* _Challenge_
Begin with the line that contains "Review step: verify that every instance of the sky" and transcribe each line after it, up to and including the last line of the listing below.

* _Point labeling dataset excerpts_

========

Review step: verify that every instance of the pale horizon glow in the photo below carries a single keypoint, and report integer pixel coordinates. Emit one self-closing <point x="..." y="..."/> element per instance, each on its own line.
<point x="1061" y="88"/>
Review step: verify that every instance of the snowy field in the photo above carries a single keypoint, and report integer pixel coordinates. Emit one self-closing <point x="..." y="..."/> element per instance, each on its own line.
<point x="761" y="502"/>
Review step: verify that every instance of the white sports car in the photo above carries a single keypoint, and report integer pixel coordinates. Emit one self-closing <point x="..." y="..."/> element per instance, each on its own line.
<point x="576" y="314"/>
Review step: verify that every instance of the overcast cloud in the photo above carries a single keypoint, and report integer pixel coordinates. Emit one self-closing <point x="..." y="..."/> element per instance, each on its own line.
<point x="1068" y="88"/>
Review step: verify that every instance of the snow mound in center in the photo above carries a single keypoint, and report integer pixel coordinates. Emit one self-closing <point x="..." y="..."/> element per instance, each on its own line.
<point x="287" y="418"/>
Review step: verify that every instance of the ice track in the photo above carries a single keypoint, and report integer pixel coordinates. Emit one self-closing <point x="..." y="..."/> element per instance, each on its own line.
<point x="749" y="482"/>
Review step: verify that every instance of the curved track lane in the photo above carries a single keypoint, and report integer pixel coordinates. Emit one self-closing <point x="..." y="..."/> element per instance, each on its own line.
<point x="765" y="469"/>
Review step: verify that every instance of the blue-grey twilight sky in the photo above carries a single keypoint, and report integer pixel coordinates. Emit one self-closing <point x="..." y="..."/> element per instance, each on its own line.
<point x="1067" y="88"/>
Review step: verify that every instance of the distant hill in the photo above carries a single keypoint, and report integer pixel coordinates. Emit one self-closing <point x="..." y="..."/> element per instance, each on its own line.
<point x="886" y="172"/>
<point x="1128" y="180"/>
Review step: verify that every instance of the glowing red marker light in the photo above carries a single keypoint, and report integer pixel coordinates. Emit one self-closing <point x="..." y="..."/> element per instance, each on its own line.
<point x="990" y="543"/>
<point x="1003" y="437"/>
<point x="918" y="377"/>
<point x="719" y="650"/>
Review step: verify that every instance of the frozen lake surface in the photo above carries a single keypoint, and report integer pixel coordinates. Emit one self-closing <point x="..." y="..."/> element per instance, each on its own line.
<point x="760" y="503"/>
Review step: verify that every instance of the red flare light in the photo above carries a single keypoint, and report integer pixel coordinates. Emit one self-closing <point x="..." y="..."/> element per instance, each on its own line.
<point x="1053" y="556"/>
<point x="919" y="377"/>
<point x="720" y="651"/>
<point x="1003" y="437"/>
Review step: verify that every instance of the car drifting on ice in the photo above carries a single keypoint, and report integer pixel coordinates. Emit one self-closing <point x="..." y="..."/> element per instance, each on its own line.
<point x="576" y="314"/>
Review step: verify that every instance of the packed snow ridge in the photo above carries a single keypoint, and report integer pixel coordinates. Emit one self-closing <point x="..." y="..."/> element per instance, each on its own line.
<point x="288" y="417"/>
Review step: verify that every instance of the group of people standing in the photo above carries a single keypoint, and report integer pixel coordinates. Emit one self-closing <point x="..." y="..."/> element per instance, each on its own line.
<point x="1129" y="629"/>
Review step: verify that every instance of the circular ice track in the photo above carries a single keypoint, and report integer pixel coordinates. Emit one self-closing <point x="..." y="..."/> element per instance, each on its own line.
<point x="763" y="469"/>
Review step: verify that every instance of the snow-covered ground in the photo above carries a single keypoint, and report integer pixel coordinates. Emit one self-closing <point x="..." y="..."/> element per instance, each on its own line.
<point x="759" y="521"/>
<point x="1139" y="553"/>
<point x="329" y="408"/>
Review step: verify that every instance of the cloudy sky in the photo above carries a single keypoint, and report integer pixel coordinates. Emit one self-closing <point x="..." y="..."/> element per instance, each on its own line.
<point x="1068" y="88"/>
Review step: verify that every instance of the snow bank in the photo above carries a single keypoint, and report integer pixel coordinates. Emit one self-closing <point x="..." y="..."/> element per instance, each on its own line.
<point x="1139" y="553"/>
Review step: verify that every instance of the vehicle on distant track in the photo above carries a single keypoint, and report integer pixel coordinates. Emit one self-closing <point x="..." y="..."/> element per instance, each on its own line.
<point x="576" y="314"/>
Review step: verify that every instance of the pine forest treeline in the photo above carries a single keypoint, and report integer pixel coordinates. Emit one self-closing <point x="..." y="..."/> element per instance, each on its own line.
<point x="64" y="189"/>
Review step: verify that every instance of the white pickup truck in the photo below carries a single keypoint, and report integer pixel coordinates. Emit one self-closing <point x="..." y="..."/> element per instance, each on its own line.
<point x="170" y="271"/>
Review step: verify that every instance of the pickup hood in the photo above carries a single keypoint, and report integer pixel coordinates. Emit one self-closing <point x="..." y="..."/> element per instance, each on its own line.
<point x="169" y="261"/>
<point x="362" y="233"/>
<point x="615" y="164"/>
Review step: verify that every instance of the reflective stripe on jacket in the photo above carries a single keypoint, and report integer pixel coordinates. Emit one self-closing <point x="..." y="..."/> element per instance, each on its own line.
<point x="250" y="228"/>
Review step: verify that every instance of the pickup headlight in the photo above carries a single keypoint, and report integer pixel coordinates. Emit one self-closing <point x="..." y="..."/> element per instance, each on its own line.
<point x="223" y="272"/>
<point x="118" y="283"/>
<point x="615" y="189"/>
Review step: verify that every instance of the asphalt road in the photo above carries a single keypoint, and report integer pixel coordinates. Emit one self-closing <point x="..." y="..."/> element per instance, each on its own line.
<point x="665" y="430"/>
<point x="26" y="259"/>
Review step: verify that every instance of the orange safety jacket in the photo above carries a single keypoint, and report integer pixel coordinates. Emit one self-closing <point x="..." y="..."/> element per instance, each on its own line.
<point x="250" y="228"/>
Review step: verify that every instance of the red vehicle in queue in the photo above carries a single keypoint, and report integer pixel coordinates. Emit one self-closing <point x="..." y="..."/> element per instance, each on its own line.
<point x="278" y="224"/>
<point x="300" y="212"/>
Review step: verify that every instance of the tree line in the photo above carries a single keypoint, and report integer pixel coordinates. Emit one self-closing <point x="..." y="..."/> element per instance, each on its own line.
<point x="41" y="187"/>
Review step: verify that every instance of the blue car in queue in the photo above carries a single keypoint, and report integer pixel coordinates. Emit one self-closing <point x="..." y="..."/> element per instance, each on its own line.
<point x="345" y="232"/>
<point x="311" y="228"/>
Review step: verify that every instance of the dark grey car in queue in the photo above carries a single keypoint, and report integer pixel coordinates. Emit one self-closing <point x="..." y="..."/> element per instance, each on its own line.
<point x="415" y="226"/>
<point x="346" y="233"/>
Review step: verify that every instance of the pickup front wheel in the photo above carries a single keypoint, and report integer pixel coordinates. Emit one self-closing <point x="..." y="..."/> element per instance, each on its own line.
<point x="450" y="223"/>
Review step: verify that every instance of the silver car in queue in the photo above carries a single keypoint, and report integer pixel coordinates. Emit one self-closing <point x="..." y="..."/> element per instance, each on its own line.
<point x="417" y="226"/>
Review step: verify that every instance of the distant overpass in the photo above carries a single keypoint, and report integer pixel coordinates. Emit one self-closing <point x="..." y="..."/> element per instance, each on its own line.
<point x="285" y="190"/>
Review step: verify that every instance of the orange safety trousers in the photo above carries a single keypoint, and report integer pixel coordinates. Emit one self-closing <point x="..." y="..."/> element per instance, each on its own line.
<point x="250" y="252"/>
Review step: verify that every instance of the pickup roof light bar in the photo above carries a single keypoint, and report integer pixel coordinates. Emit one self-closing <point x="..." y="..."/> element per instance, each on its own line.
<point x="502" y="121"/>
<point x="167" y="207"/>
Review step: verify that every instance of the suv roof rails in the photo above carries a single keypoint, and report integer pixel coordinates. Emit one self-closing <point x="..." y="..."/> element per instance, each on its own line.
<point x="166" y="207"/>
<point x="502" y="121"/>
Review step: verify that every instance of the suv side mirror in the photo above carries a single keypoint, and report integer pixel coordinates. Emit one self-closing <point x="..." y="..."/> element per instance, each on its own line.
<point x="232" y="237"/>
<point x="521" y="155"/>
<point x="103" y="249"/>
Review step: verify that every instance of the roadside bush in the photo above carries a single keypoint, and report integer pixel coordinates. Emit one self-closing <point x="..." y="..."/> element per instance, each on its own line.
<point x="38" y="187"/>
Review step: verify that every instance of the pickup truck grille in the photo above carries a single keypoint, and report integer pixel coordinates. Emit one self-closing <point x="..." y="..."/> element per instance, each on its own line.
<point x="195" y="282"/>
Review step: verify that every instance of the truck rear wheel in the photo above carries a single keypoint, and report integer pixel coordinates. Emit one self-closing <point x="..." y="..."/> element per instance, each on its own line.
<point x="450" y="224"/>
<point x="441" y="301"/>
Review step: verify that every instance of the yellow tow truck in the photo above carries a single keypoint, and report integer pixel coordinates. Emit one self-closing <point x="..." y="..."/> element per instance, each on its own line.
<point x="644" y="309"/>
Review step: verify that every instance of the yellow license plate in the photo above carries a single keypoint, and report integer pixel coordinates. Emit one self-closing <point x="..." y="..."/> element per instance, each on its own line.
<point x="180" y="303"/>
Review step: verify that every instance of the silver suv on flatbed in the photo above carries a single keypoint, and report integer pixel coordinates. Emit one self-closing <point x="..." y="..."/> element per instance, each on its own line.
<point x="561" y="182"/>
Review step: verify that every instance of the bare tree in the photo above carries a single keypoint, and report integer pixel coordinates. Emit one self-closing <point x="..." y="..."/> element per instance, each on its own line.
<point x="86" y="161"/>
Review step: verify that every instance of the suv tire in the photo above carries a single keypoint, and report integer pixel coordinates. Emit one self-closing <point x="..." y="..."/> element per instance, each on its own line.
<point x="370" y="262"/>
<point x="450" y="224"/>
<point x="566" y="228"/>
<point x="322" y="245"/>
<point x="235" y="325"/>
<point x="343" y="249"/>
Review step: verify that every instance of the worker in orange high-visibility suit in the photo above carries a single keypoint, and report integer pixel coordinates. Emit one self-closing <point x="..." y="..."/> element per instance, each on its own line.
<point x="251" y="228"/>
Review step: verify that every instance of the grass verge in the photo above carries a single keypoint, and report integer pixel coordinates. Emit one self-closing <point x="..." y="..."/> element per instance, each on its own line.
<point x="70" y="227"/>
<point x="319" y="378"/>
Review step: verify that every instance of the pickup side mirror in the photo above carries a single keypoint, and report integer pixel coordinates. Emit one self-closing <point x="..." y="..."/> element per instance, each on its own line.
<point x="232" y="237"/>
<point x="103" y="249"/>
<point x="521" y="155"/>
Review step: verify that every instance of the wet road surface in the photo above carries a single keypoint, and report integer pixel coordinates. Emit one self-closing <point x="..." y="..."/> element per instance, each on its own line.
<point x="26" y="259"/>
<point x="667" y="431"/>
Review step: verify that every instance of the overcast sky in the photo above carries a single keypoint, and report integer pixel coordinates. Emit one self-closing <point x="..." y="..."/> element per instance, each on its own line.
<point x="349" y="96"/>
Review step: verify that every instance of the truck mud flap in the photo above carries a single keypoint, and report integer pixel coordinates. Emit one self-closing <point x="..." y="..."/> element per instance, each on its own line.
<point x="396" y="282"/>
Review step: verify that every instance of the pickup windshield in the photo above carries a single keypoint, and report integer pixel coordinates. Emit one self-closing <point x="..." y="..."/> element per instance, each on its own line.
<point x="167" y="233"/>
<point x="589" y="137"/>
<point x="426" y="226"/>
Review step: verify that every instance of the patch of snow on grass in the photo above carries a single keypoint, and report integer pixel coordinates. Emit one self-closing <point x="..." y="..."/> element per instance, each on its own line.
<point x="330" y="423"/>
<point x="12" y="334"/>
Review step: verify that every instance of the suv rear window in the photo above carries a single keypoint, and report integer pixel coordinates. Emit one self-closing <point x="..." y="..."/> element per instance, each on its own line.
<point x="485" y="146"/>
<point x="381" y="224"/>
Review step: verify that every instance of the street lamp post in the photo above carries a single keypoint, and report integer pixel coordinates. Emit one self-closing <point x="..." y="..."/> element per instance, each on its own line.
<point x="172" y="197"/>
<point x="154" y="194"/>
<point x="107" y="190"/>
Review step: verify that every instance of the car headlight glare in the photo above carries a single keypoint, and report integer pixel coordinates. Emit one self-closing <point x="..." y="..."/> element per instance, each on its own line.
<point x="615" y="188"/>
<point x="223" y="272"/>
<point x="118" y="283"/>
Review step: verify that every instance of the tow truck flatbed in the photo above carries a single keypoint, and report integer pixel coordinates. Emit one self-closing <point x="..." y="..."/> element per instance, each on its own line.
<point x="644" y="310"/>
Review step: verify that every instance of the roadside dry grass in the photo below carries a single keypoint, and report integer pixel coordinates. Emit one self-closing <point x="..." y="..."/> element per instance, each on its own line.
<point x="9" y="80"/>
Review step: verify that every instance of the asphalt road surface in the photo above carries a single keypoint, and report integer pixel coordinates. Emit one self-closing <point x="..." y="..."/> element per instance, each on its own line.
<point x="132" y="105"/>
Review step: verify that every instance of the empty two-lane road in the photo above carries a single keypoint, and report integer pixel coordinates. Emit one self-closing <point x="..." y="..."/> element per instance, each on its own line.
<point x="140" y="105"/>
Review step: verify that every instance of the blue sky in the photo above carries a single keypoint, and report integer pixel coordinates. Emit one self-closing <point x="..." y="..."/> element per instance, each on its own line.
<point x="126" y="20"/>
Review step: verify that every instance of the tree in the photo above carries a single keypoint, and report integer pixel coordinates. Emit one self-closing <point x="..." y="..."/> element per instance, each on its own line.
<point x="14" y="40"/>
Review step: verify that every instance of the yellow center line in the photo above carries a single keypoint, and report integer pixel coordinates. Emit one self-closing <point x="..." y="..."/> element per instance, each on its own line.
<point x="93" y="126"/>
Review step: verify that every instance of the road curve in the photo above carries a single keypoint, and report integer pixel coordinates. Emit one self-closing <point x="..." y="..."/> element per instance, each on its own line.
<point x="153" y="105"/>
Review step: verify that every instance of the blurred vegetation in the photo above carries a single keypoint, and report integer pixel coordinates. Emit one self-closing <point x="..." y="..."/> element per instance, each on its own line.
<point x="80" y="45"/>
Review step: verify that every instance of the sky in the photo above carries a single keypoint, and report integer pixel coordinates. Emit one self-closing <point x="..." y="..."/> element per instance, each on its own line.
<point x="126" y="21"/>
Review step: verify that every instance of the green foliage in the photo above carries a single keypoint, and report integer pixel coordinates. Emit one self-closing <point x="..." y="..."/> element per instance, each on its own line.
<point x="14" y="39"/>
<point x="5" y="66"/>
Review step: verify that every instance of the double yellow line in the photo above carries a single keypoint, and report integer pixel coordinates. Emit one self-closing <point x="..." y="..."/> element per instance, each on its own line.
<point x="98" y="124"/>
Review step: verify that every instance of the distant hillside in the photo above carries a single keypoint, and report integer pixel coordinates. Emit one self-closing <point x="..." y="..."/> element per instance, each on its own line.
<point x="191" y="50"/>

========

* _Written solution_
Review step: verify that every instance of the sky in the photo above carries a single keypoint, and report integer pixel coordinates. Emit one self-closing <point x="..." y="..."/> element per instance, each on its own line.
<point x="126" y="21"/>
Review step: verify that every instance of the green foliage in the photo above carries a single keypoint, and report integer pixel coordinates. Emit one self-closing <point x="..." y="..."/> element per instance, each on its own line.
<point x="14" y="39"/>
<point x="5" y="66"/>
Review step: verify that every instance of the double yellow line in the photo above carries a single keypoint, and report integer pixel coordinates. Emit one self-closing <point x="..." y="..."/> element per instance, each on its own line.
<point x="98" y="124"/>
Review step: verify that every instance of the distant hillside in the photo above carries a single keypoint, and report integer pixel coordinates. Emit one self-closing <point x="..." y="..."/> element per instance, each on its own line.
<point x="191" y="50"/>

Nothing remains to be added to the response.